PROVIDED MATERIAL:
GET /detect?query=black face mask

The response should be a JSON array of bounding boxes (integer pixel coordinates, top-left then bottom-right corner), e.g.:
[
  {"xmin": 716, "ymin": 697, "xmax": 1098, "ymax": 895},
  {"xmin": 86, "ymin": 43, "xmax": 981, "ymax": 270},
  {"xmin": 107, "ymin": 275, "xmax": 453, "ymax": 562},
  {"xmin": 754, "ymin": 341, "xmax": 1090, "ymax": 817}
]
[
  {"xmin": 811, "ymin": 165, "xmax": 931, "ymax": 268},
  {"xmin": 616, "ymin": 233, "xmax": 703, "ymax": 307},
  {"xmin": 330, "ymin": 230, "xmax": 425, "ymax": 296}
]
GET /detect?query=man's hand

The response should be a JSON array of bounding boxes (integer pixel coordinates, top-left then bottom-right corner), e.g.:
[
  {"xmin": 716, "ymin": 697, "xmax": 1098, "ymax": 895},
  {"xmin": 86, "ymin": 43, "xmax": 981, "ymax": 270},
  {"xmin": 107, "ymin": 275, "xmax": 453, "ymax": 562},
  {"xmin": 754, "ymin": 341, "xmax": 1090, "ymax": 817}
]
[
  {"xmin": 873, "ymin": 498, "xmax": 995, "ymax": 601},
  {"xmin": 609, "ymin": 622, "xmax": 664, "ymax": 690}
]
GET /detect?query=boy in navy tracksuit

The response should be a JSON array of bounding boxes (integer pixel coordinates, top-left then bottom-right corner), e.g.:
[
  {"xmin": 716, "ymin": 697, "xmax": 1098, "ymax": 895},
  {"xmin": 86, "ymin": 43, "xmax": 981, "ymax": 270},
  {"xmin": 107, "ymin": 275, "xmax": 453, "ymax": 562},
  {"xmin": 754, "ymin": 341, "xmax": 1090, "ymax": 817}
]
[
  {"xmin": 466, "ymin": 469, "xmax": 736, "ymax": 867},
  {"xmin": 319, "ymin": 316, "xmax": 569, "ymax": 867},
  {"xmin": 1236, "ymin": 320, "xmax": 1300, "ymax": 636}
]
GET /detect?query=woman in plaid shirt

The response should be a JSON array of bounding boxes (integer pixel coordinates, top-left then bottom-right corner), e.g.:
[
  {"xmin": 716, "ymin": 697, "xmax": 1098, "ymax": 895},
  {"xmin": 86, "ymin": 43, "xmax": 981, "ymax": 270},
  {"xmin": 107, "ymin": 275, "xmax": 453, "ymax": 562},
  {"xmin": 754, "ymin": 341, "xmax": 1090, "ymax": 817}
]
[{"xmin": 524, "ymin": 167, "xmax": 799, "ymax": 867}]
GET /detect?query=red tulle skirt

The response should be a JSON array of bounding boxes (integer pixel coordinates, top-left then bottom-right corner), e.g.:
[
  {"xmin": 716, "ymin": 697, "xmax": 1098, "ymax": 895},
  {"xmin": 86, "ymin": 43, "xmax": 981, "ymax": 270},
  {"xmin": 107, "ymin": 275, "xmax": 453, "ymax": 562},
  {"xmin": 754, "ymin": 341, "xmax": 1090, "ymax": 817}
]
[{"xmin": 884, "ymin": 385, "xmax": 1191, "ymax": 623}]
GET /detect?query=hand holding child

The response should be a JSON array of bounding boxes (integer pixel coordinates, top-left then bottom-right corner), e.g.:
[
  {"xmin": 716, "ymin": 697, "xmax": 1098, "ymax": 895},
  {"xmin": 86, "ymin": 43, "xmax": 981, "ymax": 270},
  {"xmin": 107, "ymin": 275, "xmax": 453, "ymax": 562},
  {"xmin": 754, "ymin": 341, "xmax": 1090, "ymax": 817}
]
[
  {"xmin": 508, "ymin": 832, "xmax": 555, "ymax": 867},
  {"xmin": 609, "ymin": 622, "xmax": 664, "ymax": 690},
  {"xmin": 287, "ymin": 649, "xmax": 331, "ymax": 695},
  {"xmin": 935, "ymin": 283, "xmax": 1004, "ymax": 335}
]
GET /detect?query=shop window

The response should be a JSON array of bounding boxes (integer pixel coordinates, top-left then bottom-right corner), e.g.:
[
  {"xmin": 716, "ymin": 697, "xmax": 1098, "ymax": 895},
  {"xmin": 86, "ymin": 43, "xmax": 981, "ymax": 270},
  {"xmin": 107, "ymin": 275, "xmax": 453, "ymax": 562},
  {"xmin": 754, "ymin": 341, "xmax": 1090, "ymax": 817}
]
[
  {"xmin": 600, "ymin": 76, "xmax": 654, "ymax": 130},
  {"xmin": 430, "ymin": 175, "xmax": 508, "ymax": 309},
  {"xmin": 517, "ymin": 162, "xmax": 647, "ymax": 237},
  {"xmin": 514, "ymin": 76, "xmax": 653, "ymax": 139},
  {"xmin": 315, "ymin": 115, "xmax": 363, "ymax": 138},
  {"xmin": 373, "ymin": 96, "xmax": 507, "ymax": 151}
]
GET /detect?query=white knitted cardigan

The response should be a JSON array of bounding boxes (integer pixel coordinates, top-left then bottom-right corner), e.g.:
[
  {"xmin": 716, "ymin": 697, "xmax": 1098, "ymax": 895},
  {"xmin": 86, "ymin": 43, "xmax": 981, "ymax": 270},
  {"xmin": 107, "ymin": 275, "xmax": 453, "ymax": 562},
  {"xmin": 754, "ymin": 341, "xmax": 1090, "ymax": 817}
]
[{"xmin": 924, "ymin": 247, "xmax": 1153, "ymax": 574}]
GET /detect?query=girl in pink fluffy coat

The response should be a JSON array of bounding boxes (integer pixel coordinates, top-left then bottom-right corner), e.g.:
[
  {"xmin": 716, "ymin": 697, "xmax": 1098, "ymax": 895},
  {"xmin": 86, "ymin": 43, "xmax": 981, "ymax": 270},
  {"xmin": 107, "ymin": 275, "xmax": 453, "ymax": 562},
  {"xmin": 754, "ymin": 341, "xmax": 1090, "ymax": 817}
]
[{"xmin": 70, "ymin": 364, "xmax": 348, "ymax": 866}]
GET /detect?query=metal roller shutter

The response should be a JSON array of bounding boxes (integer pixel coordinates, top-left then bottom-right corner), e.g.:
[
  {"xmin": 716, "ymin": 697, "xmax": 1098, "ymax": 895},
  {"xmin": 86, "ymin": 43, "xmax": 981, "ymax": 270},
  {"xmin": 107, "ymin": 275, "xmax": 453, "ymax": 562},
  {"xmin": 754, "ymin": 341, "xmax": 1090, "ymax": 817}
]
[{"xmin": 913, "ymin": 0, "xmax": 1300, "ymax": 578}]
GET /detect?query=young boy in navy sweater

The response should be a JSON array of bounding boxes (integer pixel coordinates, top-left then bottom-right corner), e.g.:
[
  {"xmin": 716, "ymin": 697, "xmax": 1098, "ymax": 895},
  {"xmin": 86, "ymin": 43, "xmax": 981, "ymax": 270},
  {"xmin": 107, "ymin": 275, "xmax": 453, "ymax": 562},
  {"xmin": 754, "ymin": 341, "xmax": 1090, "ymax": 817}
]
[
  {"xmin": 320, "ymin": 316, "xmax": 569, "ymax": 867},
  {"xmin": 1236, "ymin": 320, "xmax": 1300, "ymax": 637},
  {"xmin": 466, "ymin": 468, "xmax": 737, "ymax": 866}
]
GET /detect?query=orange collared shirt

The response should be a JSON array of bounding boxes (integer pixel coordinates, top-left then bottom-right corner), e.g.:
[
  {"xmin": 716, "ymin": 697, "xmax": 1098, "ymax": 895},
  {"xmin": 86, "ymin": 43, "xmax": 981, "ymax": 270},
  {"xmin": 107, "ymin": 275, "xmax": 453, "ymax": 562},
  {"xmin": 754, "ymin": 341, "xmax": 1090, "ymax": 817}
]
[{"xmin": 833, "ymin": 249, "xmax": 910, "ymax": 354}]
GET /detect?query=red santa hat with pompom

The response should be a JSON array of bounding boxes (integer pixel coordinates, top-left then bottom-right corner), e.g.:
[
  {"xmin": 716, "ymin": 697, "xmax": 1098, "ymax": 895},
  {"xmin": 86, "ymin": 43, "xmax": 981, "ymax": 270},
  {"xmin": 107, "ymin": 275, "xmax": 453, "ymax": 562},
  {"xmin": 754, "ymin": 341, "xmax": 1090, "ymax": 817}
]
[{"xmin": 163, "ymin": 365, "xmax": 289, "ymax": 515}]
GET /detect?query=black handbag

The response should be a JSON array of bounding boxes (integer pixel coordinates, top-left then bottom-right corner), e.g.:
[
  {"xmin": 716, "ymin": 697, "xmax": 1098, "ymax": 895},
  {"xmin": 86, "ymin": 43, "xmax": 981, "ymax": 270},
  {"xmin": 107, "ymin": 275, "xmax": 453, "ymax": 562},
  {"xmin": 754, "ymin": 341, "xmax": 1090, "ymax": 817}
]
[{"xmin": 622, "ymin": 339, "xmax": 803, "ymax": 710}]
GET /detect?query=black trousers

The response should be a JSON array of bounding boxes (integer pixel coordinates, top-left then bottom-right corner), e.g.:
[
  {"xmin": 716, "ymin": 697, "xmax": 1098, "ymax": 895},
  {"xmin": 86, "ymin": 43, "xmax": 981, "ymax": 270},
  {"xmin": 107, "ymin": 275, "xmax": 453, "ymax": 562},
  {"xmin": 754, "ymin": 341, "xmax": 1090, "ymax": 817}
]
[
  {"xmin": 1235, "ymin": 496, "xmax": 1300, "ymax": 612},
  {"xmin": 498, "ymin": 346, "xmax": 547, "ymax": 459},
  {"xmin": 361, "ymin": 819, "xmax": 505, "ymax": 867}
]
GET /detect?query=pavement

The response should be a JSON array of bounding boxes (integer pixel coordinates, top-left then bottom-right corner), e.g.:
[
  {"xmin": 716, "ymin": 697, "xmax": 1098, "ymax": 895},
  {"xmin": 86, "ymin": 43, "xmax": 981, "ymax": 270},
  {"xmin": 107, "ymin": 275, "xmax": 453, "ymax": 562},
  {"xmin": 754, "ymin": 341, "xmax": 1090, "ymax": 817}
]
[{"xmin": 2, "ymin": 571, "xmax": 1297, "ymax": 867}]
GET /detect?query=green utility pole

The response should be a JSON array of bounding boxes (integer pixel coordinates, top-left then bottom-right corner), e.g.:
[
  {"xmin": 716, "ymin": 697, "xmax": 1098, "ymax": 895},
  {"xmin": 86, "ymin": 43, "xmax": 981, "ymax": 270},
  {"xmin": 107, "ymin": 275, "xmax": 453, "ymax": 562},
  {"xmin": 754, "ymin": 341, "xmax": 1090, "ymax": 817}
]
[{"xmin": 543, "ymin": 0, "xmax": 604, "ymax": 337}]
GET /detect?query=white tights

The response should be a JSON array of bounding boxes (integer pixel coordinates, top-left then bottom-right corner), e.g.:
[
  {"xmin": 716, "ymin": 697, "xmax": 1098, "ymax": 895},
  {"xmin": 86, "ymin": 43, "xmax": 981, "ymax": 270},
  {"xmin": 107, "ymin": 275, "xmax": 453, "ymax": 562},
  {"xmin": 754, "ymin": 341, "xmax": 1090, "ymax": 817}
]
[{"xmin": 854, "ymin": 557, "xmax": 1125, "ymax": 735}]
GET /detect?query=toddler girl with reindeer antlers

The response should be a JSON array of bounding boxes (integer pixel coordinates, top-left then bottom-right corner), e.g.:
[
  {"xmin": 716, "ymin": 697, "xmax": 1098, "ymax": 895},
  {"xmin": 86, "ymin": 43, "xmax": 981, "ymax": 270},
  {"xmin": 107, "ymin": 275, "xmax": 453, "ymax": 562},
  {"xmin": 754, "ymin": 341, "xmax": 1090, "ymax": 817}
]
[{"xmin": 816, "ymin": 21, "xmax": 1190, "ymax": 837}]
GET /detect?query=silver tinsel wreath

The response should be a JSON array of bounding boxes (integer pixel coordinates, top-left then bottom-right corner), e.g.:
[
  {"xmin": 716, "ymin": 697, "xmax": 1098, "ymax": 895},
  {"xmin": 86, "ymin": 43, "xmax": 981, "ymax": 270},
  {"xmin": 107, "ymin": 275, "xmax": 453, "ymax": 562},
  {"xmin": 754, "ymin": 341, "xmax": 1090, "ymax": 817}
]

TASK: Counting only lines that hold "navy", state how many appear in the records, and give nothing but the number.

EXPECTED ANSWER: 2